** Opening EXTRACTED INFORMATION block **
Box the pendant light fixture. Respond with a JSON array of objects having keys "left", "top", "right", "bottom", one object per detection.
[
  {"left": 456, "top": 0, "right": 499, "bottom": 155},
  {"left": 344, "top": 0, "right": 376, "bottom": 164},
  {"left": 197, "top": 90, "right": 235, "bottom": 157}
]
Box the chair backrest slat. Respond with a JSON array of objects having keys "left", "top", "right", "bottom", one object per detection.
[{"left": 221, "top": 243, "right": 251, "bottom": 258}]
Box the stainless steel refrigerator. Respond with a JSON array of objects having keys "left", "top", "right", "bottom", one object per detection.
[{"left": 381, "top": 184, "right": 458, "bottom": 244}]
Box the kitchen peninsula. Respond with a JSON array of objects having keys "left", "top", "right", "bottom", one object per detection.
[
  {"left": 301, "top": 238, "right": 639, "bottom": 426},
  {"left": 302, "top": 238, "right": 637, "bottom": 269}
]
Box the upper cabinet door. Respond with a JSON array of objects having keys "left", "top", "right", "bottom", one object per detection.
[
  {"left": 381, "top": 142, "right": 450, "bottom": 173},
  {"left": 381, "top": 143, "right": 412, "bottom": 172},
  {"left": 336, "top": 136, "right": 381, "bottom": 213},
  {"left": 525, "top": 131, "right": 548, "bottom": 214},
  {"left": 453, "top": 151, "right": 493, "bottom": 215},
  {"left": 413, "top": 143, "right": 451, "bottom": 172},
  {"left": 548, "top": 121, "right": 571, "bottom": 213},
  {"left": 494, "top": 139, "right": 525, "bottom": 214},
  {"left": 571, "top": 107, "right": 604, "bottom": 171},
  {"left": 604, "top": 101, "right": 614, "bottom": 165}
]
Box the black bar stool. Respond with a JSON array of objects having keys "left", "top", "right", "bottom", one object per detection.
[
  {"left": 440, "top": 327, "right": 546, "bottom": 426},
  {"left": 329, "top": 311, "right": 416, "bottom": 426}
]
** Closing EXTRACTED INFORMATION block **
▸ **WORK TASK**: Reproduce the records above exactly as they appear.

▸ **RESULT OF THIS EXERCISE**:
Box the pendant light fixture. Respond with a JSON array of objects having keys "left", "top", "right", "bottom", one object per detection.
[
  {"left": 456, "top": 0, "right": 499, "bottom": 155},
  {"left": 344, "top": 0, "right": 376, "bottom": 164},
  {"left": 197, "top": 90, "right": 235, "bottom": 157}
]
Box the chair backrest slat. Respond with a JSON array of objects having keys "left", "top", "right", "bottom", one object per detection.
[{"left": 221, "top": 243, "right": 251, "bottom": 258}]
Box the stainless steel refrigerator. Respond with a JSON array of objects having keys "left", "top", "right", "bottom", one object per detection.
[{"left": 381, "top": 184, "right": 458, "bottom": 244}]
Box the kitchen peninsula. Respond with a JSON array of objects having keys "left", "top", "right", "bottom", one object per detection.
[
  {"left": 301, "top": 238, "right": 639, "bottom": 426},
  {"left": 302, "top": 238, "right": 637, "bottom": 269}
]
Box the upper cabinet door. Respond with a JSON array of objects having keys "left", "top", "right", "bottom", one object per detection.
[
  {"left": 381, "top": 142, "right": 450, "bottom": 173},
  {"left": 381, "top": 143, "right": 412, "bottom": 172},
  {"left": 336, "top": 136, "right": 381, "bottom": 213},
  {"left": 525, "top": 131, "right": 548, "bottom": 214},
  {"left": 453, "top": 151, "right": 493, "bottom": 215},
  {"left": 413, "top": 143, "right": 451, "bottom": 172},
  {"left": 548, "top": 121, "right": 571, "bottom": 213},
  {"left": 494, "top": 139, "right": 525, "bottom": 214},
  {"left": 571, "top": 107, "right": 604, "bottom": 171},
  {"left": 604, "top": 101, "right": 614, "bottom": 165}
]
Box the black bar stool. Respond with a JSON array of objects having keys "left", "top", "right", "bottom", one object per detection.
[
  {"left": 440, "top": 327, "right": 546, "bottom": 426},
  {"left": 329, "top": 311, "right": 416, "bottom": 426}
]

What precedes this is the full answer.